J'ai peur de vous parler de The Wackness. Peur que ce faisant je me dévoile un peu trop à toi, lecteur que je ne connais pas. Peur de trop me livrer à ton jugement aveugle.
Car j'aurais du mal à décrire cette œuvre sans parler directement de moi. L'identification que j'ai ressentie devant ce film est... dérangeante.
Parce que le personnage principal, Luke... C'est moi. Je ne suis pas dealer (enfin, si je l'étais je ne pourrais pas le dire ici) je n'habite pas aux states, je ne suis pas étudiant. Mais Luke, c'est moi. Sa solitude, ses émotions, sa façon de voir la vie.
C'est un feel-good movie sur le mal-être, retranscription très fine de la vie, avec une bande son Rap & Rock absolument sublime. Les acteurs sont au diapason, la mise en scène est inventive tout en restant simple. Le tout dégage une sincérité, un plaisir et une profondeur qui m'ont touché au-delà du simple plaisir cinématographique.
J'étais loin de m'imaginer que j'allais vivre ça quand j'ai décidé de le regarder. Ce n'est pas comme lancer un classique en anticipant d'avance qu'il sera forcément intéressant. The Wackness n'est pas connu, n'est pas vraiment original, et son speech ne laissait présager, dans le meilleur des cas, qu'un film au potentiel sympathique pour combler le vide.
Mais voilà que dès les premières minutes, il m'a donné le sourire. Puis m'a ouvert les entrailles et s'y est logé. Il a mis à nu ma fragilité, et l'a fait de manière agréable. Tout naturellement, il a offert un tendre câlin à ma sensibilité.
Si la perfection est un concept abstrait et discutable, elle demeure un adjectif adorable pour servir un propos. The Wackness n'est pas parfait ; mais The Wackness est parfait pour moi au stade de ma vie où je l'ai vu. Sans aller jusqu'à dire qu'un film peut être thérapeutique, celui-ci m'a consolé, conforté, coconné.

[Une suite de lignes]
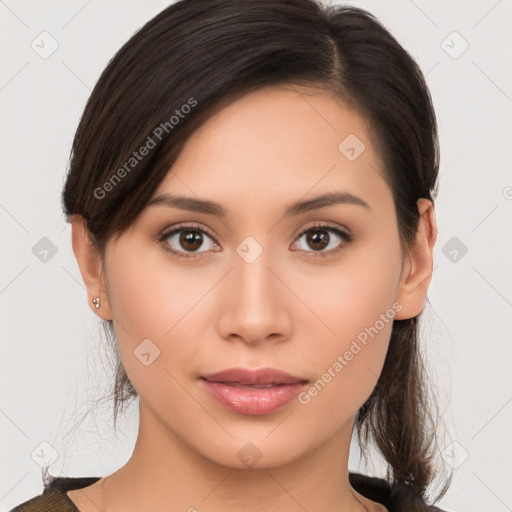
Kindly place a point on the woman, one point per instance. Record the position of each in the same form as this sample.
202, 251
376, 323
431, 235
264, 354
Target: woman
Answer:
251, 194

CONSIGNES
a) D'après l'extrait, quel genre musical compose la bande son de The Wackness ?
b) Reproduisez fidèlement le passage de l'extrait allant de « Mais voilà que » à « à ma sensibilité. ».

CORRIGÉ
a) Du Rap et du Rock.

b)
Mais voilà que dès les premières minutes, il m'a donné le sourire. Puis m'a ouvert les entrailles et s'y est logé. Il a mis à nu ma fragilité, et l'a fait de manière agréable. Tout naturellement, il a offert un tendre câlin à ma sensibilité.